→ Exercise goal:
Reproduce the lines of the listing below word for word, starting at the line that contains "Please tag the green" and ending at the last line of the listing.

--- START Records provided ---

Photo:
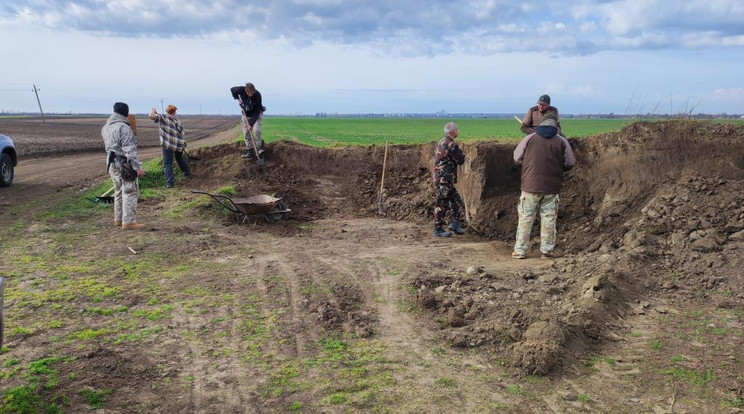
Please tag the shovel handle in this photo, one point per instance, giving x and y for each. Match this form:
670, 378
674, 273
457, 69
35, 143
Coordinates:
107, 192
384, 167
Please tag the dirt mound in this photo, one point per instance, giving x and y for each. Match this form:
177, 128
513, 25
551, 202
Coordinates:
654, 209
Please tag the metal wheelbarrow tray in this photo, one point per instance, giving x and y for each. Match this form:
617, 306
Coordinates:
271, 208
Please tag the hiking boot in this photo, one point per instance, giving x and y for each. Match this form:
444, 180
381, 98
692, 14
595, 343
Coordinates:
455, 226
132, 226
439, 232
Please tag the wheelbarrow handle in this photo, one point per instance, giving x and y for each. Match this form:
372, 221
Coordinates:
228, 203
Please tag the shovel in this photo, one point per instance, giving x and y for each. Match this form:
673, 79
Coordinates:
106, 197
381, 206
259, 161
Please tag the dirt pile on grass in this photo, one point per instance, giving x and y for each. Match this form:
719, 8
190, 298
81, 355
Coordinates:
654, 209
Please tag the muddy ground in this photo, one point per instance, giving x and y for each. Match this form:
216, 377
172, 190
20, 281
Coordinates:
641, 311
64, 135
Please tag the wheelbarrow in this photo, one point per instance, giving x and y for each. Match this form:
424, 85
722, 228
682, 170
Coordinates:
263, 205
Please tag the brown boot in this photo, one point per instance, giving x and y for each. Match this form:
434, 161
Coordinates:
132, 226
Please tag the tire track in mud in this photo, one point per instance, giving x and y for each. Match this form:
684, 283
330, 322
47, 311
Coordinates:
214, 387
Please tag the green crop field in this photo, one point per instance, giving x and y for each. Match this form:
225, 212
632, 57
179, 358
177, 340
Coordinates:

--- END Records provided ---

→ Task result:
Please tag the green crop field in this photo, one point per instance, giving x and y for each. Match this form:
225, 212
632, 57
179, 358
177, 340
Coordinates:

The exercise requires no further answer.